[WHAT YOU ARE ASKED TO DO]: Lay out the lines below as a JSON list of strings, one string per line with blank lines omitted, taking only those from the line containing "of the restaurant" through the end of the records.

(Data items)
┏━━
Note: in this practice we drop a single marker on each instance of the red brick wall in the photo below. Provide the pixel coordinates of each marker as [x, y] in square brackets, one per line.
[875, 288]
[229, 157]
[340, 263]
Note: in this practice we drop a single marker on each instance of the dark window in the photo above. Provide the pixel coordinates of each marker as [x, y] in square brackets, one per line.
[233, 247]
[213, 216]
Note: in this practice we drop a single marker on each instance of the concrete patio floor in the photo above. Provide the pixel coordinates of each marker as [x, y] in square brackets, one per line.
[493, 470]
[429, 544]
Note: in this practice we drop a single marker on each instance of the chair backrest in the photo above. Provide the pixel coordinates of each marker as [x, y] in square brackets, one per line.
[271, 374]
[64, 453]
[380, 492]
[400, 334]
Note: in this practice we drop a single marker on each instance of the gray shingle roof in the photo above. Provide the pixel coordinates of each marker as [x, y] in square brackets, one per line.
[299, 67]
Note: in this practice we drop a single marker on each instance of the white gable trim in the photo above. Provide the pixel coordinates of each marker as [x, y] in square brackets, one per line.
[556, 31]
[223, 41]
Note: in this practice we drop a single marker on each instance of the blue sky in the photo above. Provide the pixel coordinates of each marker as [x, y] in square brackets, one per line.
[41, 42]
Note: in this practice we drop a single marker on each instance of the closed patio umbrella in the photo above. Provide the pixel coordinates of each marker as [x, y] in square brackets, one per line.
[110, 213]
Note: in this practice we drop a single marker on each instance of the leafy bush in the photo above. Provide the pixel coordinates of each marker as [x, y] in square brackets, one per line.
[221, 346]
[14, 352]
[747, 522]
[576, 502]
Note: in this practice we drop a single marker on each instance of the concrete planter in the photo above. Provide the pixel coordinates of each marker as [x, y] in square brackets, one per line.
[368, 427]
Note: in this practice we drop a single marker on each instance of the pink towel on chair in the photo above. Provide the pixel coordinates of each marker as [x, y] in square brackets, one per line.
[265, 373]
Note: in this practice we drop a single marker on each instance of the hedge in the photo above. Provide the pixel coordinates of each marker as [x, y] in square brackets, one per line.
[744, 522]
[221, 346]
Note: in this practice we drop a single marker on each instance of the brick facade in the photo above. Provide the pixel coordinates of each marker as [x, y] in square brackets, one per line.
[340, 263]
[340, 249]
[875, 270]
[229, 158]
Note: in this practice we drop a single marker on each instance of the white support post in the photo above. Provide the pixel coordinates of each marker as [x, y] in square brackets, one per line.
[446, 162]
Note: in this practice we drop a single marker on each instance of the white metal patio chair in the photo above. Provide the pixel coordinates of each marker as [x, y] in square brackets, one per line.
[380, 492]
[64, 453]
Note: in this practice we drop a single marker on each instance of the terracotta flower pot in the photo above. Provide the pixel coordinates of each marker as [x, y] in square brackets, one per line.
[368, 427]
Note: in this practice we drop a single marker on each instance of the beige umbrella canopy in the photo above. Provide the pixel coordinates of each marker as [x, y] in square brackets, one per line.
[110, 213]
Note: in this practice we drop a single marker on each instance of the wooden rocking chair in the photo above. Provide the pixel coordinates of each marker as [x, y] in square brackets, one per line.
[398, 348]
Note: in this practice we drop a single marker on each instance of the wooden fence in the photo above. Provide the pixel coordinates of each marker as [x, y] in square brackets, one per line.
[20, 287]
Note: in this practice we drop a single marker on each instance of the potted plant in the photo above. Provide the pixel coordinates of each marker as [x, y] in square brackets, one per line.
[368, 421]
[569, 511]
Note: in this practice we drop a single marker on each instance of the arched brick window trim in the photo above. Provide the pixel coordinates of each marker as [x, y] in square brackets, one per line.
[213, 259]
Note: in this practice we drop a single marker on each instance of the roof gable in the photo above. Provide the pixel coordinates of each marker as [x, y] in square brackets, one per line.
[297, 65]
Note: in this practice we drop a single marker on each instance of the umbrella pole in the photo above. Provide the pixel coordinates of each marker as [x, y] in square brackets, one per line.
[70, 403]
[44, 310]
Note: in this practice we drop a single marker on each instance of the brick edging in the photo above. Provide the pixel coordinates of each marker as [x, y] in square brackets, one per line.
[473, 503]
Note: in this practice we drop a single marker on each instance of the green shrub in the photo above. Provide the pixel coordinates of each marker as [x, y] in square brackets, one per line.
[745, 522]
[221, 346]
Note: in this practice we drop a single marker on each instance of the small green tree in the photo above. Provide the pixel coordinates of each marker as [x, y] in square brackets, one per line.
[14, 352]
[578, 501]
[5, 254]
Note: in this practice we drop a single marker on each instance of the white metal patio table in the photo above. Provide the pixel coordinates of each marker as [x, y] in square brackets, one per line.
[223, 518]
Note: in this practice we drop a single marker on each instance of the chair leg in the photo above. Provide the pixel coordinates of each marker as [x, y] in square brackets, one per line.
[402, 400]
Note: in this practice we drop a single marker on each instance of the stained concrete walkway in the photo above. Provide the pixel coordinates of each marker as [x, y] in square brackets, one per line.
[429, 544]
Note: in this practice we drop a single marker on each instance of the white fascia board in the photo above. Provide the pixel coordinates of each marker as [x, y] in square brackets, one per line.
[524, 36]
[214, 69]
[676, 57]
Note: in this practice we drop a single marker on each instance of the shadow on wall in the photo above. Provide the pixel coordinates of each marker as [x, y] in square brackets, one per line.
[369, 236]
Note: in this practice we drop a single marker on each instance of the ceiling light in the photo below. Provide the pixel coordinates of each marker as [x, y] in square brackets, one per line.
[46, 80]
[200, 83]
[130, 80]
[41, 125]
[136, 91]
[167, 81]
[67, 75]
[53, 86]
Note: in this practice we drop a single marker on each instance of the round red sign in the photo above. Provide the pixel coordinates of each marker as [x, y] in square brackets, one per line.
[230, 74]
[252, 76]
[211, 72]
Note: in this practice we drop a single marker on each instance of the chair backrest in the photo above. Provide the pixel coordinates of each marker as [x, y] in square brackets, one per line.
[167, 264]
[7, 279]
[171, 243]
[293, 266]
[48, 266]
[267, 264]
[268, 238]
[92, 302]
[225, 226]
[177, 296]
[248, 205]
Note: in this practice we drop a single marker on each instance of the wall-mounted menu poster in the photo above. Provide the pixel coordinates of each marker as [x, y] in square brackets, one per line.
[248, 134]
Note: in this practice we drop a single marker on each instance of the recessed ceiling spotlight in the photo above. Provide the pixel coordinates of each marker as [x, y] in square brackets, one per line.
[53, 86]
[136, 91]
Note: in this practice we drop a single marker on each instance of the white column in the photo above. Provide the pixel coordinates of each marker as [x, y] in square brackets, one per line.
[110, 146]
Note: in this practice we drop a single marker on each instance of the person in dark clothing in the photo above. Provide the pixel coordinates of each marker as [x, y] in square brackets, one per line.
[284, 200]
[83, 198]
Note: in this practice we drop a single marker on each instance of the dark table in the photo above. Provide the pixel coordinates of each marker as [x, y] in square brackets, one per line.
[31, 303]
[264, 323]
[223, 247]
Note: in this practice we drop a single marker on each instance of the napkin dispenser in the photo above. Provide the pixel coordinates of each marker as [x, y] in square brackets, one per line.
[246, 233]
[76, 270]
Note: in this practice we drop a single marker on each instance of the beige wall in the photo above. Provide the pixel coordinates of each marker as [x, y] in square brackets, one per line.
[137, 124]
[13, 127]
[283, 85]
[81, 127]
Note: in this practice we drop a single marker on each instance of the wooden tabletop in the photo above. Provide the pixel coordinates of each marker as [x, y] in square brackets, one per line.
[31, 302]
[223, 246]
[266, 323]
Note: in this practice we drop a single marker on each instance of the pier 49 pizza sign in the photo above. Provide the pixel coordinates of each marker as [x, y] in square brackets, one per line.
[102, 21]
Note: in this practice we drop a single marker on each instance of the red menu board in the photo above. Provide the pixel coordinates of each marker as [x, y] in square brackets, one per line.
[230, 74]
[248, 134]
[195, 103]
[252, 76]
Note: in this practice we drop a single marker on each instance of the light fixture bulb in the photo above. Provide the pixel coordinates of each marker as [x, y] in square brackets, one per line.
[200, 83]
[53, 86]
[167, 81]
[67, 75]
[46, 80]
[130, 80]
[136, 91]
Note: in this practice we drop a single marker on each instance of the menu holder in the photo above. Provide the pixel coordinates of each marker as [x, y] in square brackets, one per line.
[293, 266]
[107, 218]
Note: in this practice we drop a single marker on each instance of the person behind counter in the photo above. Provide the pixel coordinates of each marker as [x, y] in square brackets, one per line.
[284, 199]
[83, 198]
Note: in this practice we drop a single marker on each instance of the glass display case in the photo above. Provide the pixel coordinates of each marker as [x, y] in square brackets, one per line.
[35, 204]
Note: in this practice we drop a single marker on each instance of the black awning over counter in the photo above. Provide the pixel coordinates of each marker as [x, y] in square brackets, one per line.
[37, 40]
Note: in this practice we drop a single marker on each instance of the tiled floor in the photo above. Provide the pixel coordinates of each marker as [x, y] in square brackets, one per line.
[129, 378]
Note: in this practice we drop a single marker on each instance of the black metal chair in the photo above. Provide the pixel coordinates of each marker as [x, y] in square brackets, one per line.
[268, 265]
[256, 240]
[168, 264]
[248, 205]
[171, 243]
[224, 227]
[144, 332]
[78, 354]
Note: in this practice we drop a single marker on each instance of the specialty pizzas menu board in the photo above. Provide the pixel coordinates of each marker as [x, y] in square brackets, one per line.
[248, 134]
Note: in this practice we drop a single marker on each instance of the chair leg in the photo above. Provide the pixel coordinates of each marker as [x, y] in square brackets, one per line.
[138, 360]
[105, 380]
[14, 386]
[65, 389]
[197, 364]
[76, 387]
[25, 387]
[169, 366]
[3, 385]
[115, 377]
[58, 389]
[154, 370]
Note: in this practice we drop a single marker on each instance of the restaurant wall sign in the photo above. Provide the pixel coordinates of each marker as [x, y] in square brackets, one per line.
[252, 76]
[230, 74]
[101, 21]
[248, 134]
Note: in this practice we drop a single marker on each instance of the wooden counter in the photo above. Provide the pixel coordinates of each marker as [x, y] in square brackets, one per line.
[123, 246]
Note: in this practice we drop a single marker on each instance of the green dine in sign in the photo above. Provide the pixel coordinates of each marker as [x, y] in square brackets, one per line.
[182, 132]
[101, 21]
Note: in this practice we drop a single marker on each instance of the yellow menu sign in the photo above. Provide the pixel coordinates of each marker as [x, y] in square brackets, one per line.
┗━━
[ANSWER FOR THIS EXERCISE]:
[
  "Note: in this practice we drop a single marker on each instance of the restaurant wall sign in the photo above. Provide the pixel coordinates of each marker as [x, y] in square brackets, one per line.",
  "[252, 76]",
  "[230, 74]",
  "[101, 21]",
  "[248, 134]",
  "Note: in this practice we drop a single marker on each instance of the wooden counter in the photo above. Provide the pixel coordinates of each marker as [x, y] in square brackets, one per line.",
  "[123, 246]",
  "Note: in this practice we drop a single marker on each instance of the green dine in sign in the photo above. Provide the pixel coordinates of each marker as [x, y] in square brackets, one per line.",
  "[182, 132]",
  "[101, 21]",
  "Note: in this practice we drop a single marker on each instance of the yellow menu sign in the photo above. Provide the pixel coordinates of each marker as [x, y] in square brackets, one per line."
]